[Records in a dataset]
━━━━━━━━━━━━━━━━━━━━
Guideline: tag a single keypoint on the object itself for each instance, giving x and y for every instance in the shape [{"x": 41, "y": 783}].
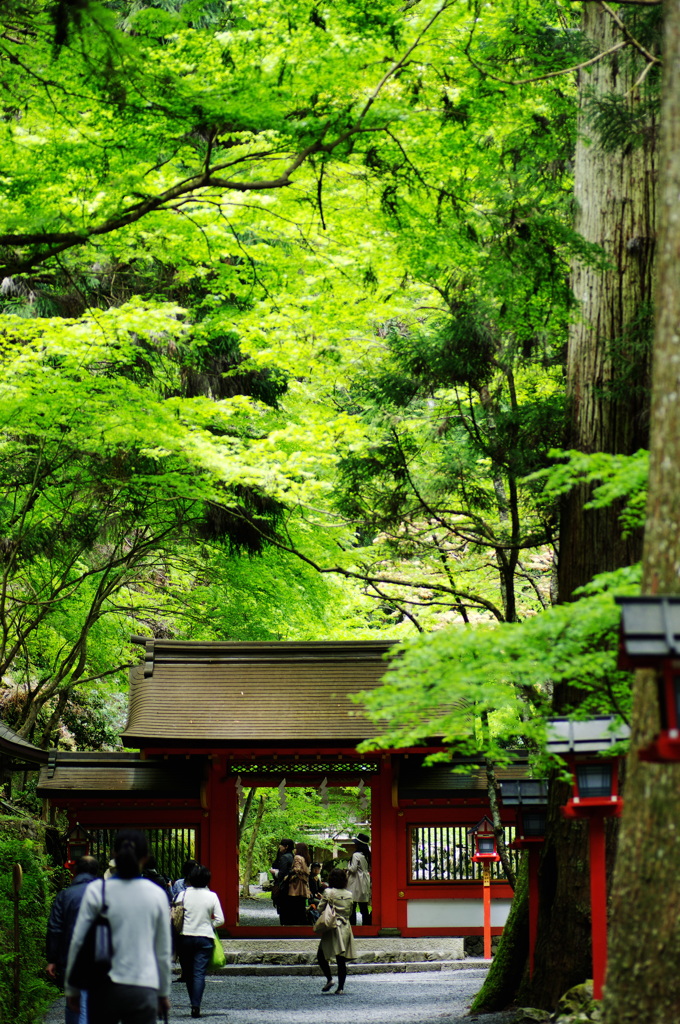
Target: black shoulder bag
[{"x": 91, "y": 967}]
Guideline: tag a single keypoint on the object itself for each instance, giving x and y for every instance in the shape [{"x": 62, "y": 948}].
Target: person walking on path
[
  {"x": 358, "y": 878},
  {"x": 60, "y": 925},
  {"x": 295, "y": 902},
  {"x": 280, "y": 872},
  {"x": 202, "y": 914},
  {"x": 137, "y": 988},
  {"x": 337, "y": 942}
]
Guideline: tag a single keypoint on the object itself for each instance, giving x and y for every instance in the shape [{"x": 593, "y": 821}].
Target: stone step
[
  {"x": 268, "y": 957},
  {"x": 292, "y": 952},
  {"x": 393, "y": 967}
]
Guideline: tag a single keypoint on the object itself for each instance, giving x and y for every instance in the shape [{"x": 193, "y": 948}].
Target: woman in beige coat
[
  {"x": 298, "y": 887},
  {"x": 338, "y": 942}
]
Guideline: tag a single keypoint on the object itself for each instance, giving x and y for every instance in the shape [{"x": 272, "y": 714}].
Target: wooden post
[
  {"x": 17, "y": 882},
  {"x": 598, "y": 903},
  {"x": 386, "y": 847},
  {"x": 486, "y": 885}
]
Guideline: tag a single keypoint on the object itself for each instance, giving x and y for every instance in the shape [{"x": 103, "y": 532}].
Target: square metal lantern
[
  {"x": 595, "y": 776},
  {"x": 484, "y": 842},
  {"x": 649, "y": 638},
  {"x": 529, "y": 796}
]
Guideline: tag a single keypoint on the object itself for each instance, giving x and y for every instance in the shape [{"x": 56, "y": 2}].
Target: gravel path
[{"x": 442, "y": 997}]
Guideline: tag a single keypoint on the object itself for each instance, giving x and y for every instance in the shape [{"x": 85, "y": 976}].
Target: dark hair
[
  {"x": 302, "y": 850},
  {"x": 87, "y": 865},
  {"x": 365, "y": 849},
  {"x": 188, "y": 866},
  {"x": 200, "y": 877},
  {"x": 130, "y": 847},
  {"x": 337, "y": 879}
]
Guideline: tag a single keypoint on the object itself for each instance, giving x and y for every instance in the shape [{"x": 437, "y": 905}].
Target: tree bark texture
[
  {"x": 643, "y": 982},
  {"x": 607, "y": 391},
  {"x": 607, "y": 368}
]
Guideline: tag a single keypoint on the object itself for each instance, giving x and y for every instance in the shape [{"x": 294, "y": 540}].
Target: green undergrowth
[{"x": 22, "y": 842}]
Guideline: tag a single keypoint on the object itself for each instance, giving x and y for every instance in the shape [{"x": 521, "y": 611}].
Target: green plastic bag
[{"x": 218, "y": 958}]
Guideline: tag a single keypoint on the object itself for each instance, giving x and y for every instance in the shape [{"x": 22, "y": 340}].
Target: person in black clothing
[
  {"x": 61, "y": 923},
  {"x": 316, "y": 887},
  {"x": 281, "y": 869}
]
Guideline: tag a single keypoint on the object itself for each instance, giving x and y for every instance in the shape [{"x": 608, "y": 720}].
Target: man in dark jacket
[
  {"x": 61, "y": 923},
  {"x": 280, "y": 870}
]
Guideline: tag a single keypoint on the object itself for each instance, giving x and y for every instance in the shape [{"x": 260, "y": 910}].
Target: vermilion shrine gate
[{"x": 205, "y": 715}]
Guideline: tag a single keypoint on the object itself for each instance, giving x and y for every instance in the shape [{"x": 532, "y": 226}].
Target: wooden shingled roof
[
  {"x": 69, "y": 773},
  {"x": 252, "y": 693},
  {"x": 14, "y": 747}
]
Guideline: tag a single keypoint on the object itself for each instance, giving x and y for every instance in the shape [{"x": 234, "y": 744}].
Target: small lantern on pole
[
  {"x": 649, "y": 638},
  {"x": 529, "y": 797},
  {"x": 78, "y": 845},
  {"x": 595, "y": 796},
  {"x": 485, "y": 854}
]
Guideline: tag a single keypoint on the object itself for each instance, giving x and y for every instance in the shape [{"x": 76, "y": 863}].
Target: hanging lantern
[{"x": 649, "y": 638}]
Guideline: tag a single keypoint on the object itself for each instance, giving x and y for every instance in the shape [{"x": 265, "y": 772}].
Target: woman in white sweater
[
  {"x": 202, "y": 913},
  {"x": 137, "y": 986}
]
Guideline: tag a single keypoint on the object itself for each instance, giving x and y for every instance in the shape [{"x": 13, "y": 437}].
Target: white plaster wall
[{"x": 455, "y": 912}]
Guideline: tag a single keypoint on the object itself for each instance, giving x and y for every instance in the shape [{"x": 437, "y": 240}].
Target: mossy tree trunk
[
  {"x": 643, "y": 983},
  {"x": 608, "y": 394}
]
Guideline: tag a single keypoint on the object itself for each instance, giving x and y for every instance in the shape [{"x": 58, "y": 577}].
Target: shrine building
[{"x": 208, "y": 720}]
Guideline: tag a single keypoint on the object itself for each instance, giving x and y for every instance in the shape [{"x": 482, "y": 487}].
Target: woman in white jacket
[
  {"x": 202, "y": 914},
  {"x": 358, "y": 878},
  {"x": 137, "y": 986}
]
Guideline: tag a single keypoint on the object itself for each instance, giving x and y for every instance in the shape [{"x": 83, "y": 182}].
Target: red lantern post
[
  {"x": 529, "y": 797},
  {"x": 595, "y": 798},
  {"x": 485, "y": 853}
]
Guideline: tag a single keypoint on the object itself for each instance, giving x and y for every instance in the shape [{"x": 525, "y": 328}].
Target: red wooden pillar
[
  {"x": 386, "y": 839},
  {"x": 486, "y": 886},
  {"x": 598, "y": 902},
  {"x": 222, "y": 847}
]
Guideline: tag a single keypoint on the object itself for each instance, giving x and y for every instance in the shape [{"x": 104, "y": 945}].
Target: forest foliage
[{"x": 284, "y": 314}]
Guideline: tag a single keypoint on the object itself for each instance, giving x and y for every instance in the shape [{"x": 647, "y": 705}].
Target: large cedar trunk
[
  {"x": 643, "y": 982},
  {"x": 607, "y": 390},
  {"x": 607, "y": 372}
]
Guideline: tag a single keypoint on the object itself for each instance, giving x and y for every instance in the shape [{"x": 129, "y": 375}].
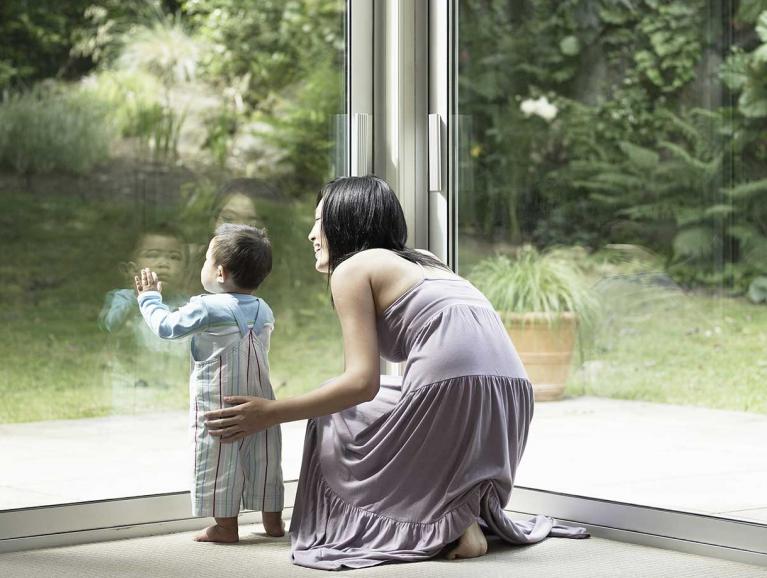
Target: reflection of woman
[
  {"x": 397, "y": 472},
  {"x": 236, "y": 202}
]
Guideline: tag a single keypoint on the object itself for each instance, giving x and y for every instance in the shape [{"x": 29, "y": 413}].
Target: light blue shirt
[{"x": 215, "y": 321}]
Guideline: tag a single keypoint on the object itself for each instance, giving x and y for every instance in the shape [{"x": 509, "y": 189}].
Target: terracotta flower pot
[{"x": 545, "y": 345}]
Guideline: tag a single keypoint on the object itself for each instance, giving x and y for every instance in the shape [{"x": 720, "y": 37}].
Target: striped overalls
[{"x": 248, "y": 471}]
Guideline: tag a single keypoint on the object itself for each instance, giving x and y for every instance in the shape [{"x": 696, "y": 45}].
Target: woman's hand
[{"x": 247, "y": 416}]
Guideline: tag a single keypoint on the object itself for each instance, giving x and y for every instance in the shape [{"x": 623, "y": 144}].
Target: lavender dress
[{"x": 398, "y": 478}]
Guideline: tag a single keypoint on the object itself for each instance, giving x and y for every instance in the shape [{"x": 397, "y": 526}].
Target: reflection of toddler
[
  {"x": 163, "y": 251},
  {"x": 231, "y": 330}
]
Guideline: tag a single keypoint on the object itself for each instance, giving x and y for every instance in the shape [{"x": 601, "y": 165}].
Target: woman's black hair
[{"x": 361, "y": 213}]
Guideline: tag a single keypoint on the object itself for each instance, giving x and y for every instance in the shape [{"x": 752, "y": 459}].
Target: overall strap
[
  {"x": 239, "y": 316},
  {"x": 258, "y": 310}
]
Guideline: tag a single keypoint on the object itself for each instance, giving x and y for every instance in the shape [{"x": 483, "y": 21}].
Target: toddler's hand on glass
[{"x": 147, "y": 281}]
━━━━━━━━━━━━━━━━━━━━
• Exercise objective
Count the lines in the records above that contain the word "hand", and reply with the number alone.

• Output for this task
2